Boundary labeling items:
— START —
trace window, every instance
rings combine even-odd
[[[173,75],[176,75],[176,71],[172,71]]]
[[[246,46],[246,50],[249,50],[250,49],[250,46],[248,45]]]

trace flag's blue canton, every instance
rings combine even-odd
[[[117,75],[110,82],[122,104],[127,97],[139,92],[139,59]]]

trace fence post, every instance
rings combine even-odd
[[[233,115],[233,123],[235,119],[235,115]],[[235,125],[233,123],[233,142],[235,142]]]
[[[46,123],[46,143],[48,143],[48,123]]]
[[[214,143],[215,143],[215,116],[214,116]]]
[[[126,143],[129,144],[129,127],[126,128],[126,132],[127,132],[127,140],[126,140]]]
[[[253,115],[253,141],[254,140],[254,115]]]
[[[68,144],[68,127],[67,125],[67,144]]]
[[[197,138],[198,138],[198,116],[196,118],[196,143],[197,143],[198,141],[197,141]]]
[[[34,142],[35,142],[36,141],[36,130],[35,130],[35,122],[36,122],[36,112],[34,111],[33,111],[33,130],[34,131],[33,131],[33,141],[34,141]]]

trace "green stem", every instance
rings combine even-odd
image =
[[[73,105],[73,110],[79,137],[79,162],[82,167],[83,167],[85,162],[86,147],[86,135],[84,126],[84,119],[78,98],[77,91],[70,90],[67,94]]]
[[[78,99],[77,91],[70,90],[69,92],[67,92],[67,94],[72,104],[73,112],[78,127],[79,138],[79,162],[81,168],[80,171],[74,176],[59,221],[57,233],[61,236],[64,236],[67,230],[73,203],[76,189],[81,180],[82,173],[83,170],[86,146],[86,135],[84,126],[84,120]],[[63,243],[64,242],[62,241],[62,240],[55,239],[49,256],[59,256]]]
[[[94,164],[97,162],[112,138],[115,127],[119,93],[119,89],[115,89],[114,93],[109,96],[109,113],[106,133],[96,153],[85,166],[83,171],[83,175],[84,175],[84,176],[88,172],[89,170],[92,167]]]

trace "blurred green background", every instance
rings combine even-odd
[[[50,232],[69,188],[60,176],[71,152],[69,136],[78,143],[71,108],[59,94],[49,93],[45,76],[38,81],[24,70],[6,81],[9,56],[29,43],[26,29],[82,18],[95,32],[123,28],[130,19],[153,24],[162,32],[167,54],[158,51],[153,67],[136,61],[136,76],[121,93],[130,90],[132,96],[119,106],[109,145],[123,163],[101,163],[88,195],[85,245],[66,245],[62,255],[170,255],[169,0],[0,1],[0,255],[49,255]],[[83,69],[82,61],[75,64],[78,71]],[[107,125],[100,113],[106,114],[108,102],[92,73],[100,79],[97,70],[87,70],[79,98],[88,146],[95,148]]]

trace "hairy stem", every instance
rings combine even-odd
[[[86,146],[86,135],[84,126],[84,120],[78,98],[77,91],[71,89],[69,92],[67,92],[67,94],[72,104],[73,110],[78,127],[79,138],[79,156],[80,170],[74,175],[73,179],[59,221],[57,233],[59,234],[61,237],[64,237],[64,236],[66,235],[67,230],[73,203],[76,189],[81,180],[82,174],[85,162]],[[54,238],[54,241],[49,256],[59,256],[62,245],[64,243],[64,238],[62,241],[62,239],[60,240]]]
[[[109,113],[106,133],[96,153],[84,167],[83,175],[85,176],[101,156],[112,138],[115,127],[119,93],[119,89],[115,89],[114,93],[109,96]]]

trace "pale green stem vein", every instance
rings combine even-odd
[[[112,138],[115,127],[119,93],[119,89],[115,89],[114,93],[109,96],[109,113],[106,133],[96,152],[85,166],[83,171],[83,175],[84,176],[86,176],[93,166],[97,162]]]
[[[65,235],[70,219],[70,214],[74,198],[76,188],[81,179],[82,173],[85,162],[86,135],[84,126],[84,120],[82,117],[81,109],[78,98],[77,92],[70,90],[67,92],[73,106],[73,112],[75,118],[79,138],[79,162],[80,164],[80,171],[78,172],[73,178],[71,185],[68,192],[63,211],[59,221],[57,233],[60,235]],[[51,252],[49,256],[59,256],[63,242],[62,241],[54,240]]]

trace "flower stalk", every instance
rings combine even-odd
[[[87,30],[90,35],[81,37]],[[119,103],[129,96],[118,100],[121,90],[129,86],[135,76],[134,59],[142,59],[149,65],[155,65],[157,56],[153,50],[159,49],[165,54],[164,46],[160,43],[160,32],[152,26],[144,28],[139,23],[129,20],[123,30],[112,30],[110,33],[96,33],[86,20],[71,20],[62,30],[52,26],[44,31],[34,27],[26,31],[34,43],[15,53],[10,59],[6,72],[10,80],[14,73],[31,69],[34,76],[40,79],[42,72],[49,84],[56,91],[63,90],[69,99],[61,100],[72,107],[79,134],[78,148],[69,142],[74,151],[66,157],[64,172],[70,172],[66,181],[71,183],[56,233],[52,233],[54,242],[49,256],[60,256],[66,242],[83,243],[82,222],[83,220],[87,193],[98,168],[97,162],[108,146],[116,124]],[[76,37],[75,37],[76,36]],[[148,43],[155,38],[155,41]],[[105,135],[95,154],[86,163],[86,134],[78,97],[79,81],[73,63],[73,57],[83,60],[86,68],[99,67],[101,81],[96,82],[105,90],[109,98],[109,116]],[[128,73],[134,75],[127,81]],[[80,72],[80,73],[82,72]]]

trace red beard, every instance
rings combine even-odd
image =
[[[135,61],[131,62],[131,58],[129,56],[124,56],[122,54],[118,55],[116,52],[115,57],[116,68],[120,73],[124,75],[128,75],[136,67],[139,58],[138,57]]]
— END —
Exercise description:
Lay out every line of the records above as a Markdown table with the columns Row and Text, giving each line a row number and leaving out blank lines.

Response:
| Row | Text |
|---|---|
| 1 | trace window, every instance |
| 2 | rings combine even-odd |
| 3 | [[[173,75],[176,75],[176,71],[172,71]]] |
| 4 | [[[246,46],[246,50],[249,50],[250,49],[250,46],[248,45]]] |
| 5 | trace flag's blue canton, every instance |
| 6 | rings combine even-odd |
| 7 | [[[117,75],[110,82],[122,104],[127,97],[139,92],[139,59]]] |
| 8 | trace fence post, every instance |
| 9 | rings combine even-odd |
| 10 | [[[233,115],[233,123],[235,119],[235,115]],[[235,125],[233,123],[233,142],[235,142]]] |
| 11 | [[[46,123],[46,143],[48,143],[48,123]]] |
| 12 | [[[214,143],[215,143],[215,116],[214,116]]] |
| 13 | [[[126,143],[129,144],[129,127],[126,128],[126,132],[127,132],[127,140],[126,140]]] |
| 14 | [[[253,115],[253,141],[254,140],[254,115]]] |
| 15 | [[[68,144],[68,127],[67,125],[67,144]]] |
| 16 | [[[197,138],[198,138],[198,116],[196,118],[196,143],[197,143],[198,141],[197,141]]] |
| 17 | [[[34,142],[35,142],[36,141],[36,130],[35,130],[35,122],[36,122],[36,112],[34,111],[33,111],[33,130],[34,131],[33,131],[33,141],[34,141]]] |
| 18 | trace "green stem", every instance |
| 19 | rings combine even-odd |
| 20 | image = |
| 21 | [[[73,105],[73,110],[79,137],[79,162],[82,167],[83,167],[85,162],[86,147],[86,135],[84,126],[84,119],[78,98],[77,91],[70,90],[67,94]]] |
| 22 | [[[78,99],[77,91],[70,90],[69,92],[67,92],[67,94],[72,104],[73,112],[78,127],[79,138],[79,162],[81,168],[80,171],[74,176],[59,221],[57,233],[61,236],[64,236],[67,230],[73,203],[76,189],[81,180],[82,173],[83,170],[86,146],[86,135],[84,126],[84,120]],[[63,243],[64,242],[62,241],[62,240],[55,239],[49,256],[59,256]]] |
| 23 | [[[94,164],[97,162],[112,138],[115,127],[119,93],[119,89],[115,89],[114,93],[109,96],[109,113],[106,133],[96,153],[85,166],[83,171],[83,175],[84,175],[84,176],[88,172],[89,170],[92,167]]] |
| 24 | trace "blurred green background", every instance |
| 25 | rings combine even-odd |
| 26 | [[[50,232],[69,188],[60,176],[71,152],[69,136],[78,143],[71,108],[59,94],[49,93],[45,76],[38,81],[24,70],[6,81],[9,56],[29,43],[26,29],[82,18],[95,32],[123,28],[130,19],[153,24],[162,32],[167,54],[158,51],[153,67],[136,61],[136,76],[121,93],[130,90],[132,96],[119,106],[109,145],[123,163],[101,163],[88,195],[85,245],[66,245],[62,255],[170,255],[169,0],[0,1],[0,255],[49,255]],[[83,69],[82,61],[75,64],[78,71]],[[107,125],[100,113],[106,114],[108,102],[92,73],[100,79],[97,70],[87,70],[79,98],[88,146],[95,148]]] |
| 27 | trace "hairy stem", every instance |
| 28 | rings combine even-odd |
| 29 | [[[86,146],[86,135],[84,126],[84,120],[78,98],[77,91],[71,89],[69,92],[67,92],[67,94],[72,104],[73,110],[78,127],[79,138],[79,156],[80,170],[74,175],[73,179],[59,221],[57,233],[59,234],[61,237],[64,237],[64,236],[66,235],[67,230],[73,203],[76,189],[81,180],[82,174],[85,162]],[[54,238],[54,241],[49,256],[59,256],[62,245],[64,243],[64,238],[62,241],[62,239],[60,240]]] |
| 30 | [[[109,113],[106,133],[96,153],[84,167],[83,175],[85,176],[101,156],[112,138],[115,127],[119,93],[119,89],[115,89],[114,93],[109,96]]] |
| 31 | trace "pale green stem vein", every instance |
| 32 | rings combine even-odd |
| 33 | [[[112,138],[115,127],[119,93],[119,89],[115,89],[114,93],[109,96],[109,113],[106,133],[96,152],[85,166],[83,171],[83,175],[84,176],[86,176],[93,166],[97,162]]] |
| 34 | [[[65,235],[70,219],[70,214],[74,198],[76,188],[81,179],[82,173],[85,162],[86,135],[84,126],[84,120],[82,117],[81,109],[78,98],[77,92],[70,90],[67,92],[73,106],[73,112],[75,118],[79,138],[79,162],[80,164],[80,171],[78,172],[73,178],[71,185],[68,192],[63,211],[59,221],[57,233],[60,235]],[[51,252],[49,256],[59,256],[63,242],[62,241],[54,240]]] |
| 35 | trace "flower stalk", every instance |
| 36 | rings combine even-odd |
| 37 | [[[87,30],[90,35],[81,37]],[[119,103],[129,96],[118,100],[121,90],[129,86],[135,76],[134,59],[142,59],[149,65],[155,65],[157,56],[153,50],[159,49],[165,54],[164,46],[160,43],[160,32],[152,26],[144,28],[139,23],[129,20],[123,30],[112,30],[110,33],[96,33],[86,20],[71,20],[62,30],[52,26],[44,31],[34,27],[26,31],[34,43],[15,53],[10,59],[6,72],[10,80],[14,73],[31,69],[34,76],[40,79],[42,72],[49,84],[56,91],[63,90],[69,99],[61,100],[72,107],[79,134],[78,148],[69,142],[74,151],[66,157],[64,172],[70,172],[66,181],[71,183],[56,233],[52,233],[54,242],[49,256],[60,256],[66,242],[83,243],[82,222],[83,220],[87,193],[98,168],[97,162],[108,146],[116,124]],[[76,37],[75,37],[76,36]],[[148,43],[155,38],[155,41]],[[105,135],[95,154],[86,163],[86,134],[78,97],[79,81],[73,63],[73,57],[83,60],[86,68],[99,67],[101,81],[96,82],[105,90],[109,98],[109,116]],[[128,73],[134,75],[127,81]],[[80,72],[80,73],[82,72]]] |
| 38 | trace red beard, every instance |
| 39 | rings combine even-odd |
| 40 | image = |
| 41 | [[[135,61],[131,62],[131,58],[129,56],[124,56],[122,54],[118,55],[116,52],[115,57],[116,68],[120,73],[124,75],[128,75],[136,67],[139,58],[138,57]]] |